*** Data provided

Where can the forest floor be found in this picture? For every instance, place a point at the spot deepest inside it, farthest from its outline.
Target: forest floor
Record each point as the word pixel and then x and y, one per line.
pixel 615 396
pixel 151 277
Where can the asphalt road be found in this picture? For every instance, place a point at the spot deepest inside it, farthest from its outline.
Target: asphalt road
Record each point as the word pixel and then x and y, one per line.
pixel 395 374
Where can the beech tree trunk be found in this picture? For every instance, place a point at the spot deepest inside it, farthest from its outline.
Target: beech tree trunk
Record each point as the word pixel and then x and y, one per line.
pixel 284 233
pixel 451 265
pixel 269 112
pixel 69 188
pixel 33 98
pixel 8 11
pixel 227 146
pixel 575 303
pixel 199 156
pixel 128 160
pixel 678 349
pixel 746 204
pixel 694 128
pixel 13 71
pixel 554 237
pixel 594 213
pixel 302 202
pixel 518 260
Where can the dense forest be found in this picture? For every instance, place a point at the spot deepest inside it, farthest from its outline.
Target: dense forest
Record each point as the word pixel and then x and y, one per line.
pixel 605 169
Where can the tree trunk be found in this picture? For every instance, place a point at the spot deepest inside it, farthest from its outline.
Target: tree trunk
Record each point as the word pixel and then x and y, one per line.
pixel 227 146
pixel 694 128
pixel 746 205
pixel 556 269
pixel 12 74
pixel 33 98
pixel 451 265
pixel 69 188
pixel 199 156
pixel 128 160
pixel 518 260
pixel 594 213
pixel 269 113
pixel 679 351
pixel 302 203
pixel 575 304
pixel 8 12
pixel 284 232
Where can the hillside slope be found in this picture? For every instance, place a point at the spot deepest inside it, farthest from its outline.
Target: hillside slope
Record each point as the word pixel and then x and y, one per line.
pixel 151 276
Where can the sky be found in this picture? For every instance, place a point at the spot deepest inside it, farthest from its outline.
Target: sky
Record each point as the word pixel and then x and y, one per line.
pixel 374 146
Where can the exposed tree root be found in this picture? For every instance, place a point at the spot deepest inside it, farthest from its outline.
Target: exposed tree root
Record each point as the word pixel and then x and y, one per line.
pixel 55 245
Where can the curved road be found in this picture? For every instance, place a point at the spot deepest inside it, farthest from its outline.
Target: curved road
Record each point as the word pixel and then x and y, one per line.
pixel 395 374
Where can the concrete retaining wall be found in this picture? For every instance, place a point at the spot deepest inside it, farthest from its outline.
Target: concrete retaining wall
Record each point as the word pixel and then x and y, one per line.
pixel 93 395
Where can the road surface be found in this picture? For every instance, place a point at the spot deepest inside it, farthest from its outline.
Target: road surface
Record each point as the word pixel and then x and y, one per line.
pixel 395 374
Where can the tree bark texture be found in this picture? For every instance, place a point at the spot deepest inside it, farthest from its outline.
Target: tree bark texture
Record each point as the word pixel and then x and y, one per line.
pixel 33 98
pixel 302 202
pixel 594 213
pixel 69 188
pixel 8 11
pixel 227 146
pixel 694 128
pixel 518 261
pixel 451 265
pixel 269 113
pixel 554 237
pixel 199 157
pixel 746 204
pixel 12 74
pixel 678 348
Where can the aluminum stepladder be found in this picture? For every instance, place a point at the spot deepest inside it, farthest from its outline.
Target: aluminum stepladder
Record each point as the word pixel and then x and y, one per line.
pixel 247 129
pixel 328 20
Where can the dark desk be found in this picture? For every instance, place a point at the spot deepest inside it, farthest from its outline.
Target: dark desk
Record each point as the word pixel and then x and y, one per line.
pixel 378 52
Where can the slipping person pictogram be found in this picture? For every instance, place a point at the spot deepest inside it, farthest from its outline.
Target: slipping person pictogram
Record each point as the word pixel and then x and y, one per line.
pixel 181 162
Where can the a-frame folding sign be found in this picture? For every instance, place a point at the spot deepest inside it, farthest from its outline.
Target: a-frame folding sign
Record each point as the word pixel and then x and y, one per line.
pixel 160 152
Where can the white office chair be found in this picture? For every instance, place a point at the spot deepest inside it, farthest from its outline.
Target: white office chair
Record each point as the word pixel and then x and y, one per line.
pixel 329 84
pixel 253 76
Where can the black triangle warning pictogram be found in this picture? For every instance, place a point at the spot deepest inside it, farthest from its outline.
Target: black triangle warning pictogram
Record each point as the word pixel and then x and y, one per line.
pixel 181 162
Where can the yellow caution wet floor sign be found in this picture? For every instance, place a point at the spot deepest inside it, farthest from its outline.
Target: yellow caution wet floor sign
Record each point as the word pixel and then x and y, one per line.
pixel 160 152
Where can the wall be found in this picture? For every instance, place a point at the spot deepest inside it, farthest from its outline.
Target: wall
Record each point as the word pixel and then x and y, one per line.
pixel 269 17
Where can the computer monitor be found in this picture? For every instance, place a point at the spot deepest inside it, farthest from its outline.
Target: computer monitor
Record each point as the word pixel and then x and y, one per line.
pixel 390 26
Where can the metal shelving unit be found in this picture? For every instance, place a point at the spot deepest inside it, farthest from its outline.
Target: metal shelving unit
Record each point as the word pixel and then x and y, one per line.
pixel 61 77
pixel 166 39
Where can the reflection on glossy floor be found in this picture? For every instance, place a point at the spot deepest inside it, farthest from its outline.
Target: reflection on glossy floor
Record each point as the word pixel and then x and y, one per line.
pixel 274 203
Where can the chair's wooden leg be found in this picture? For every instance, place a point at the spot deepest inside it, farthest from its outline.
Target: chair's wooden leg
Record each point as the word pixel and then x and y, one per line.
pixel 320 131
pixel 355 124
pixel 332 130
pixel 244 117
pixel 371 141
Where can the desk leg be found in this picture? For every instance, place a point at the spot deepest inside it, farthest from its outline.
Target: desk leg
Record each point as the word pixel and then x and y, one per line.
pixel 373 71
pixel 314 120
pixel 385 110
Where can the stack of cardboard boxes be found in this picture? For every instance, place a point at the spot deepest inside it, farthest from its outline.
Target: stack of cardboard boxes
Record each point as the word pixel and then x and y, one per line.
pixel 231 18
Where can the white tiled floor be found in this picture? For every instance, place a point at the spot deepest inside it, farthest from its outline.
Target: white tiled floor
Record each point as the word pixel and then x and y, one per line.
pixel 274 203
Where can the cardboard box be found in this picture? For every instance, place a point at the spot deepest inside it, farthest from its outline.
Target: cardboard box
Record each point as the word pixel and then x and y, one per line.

******

### Exercise
Taking the entries above, write out exactly each line from the one holding "Where can the dark" to the one holding "Target: slipping person pictogram", both included, and stop there.

### Result
Where can the dark desk be found in this picture? For every instance, place a point at the spot deepest inside it, farthest from its outline.
Target: dark desk
Record each point as the word pixel and then x and y, one per line.
pixel 378 52
Where can the slipping person pictogram be found in this picture? For every instance, place a point at the spot deepest inside it, farthest from its outline.
Target: slipping person pictogram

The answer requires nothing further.